------ Reading text

Concentration of Risk
The Company maintains its domestic cash and marketable securities in two commercial depository
accounts. One of these accounts is insured by the Federal Deposit Insurance Corporation (FDIC) for
up to $100,000. The other account consists of money market funds, certificates of deposit and US
treasury securities, all of which are not insured. The Company also maintains cash in banks in
Mexico. These accounts, which had U.S. dollar balances of $338,225 and $229,094 at January 31,
2008 and October 31, 2007, respectively, are denominated in pesos and are considered uninsured. At
January 31, 2008, the Companys cash balances and
marketable securities included $288,269 which
was not federally insured.

------------
------ Given entries

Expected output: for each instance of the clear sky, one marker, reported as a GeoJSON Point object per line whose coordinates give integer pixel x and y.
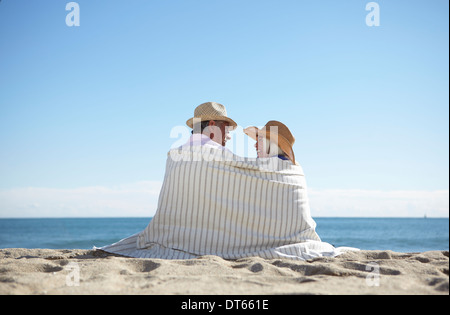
{"type": "Point", "coordinates": [88, 113]}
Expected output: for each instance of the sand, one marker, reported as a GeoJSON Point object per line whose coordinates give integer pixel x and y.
{"type": "Point", "coordinates": [48, 271]}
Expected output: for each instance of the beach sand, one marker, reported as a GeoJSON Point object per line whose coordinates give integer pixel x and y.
{"type": "Point", "coordinates": [48, 271]}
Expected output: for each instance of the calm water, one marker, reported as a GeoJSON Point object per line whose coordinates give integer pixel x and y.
{"type": "Point", "coordinates": [397, 234]}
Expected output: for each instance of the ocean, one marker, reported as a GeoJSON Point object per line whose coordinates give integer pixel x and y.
{"type": "Point", "coordinates": [396, 234]}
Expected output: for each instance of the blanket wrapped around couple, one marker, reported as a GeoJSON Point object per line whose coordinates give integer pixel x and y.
{"type": "Point", "coordinates": [213, 202]}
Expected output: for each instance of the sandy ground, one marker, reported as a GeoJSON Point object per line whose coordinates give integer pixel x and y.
{"type": "Point", "coordinates": [48, 271]}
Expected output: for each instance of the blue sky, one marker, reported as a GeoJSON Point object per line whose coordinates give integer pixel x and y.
{"type": "Point", "coordinates": [95, 105]}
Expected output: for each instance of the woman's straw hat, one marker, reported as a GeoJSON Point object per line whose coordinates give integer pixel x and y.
{"type": "Point", "coordinates": [210, 111]}
{"type": "Point", "coordinates": [277, 132]}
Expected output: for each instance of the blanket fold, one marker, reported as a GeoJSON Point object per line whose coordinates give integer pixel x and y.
{"type": "Point", "coordinates": [213, 202]}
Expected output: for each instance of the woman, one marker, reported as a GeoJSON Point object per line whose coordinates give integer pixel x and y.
{"type": "Point", "coordinates": [274, 139]}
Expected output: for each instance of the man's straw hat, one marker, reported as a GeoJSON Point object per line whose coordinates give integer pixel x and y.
{"type": "Point", "coordinates": [210, 111]}
{"type": "Point", "coordinates": [277, 132]}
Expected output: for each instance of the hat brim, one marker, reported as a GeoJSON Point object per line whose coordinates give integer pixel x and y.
{"type": "Point", "coordinates": [281, 141]}
{"type": "Point", "coordinates": [190, 122]}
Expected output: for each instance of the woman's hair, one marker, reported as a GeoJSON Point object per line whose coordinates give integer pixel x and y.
{"type": "Point", "coordinates": [272, 149]}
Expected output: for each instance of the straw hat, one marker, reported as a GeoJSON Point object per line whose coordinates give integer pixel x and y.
{"type": "Point", "coordinates": [210, 111]}
{"type": "Point", "coordinates": [277, 132]}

------------

*What you have to do:*
Reproduce the stretch of the passage on concentration of risk from "Concentration of Risk" through "not federally insured.", word for word.

*Solution:*
Concentration of Risk
The Company maintains its domestic cash and marketable securities in two commercial depository
accounts. One of these accounts is insured by the Federal Deposit Insurance Corporation (FDIC) for
up to $100,000. The other account consists of money market funds, certificates of deposit and US
treasury securities, all of which are not insured. The Company also maintains cash in banks in
Mexico. These accounts, which had U.S. dollar balances of $338,225 and $229,094 at January 31,
2008 and October 31, 2007, respectively, are denominated in pesos and are considered uninsured. At
January 31, 2008, the Companys cash balances and
marketable securities included $288,269 which
was not federally insured.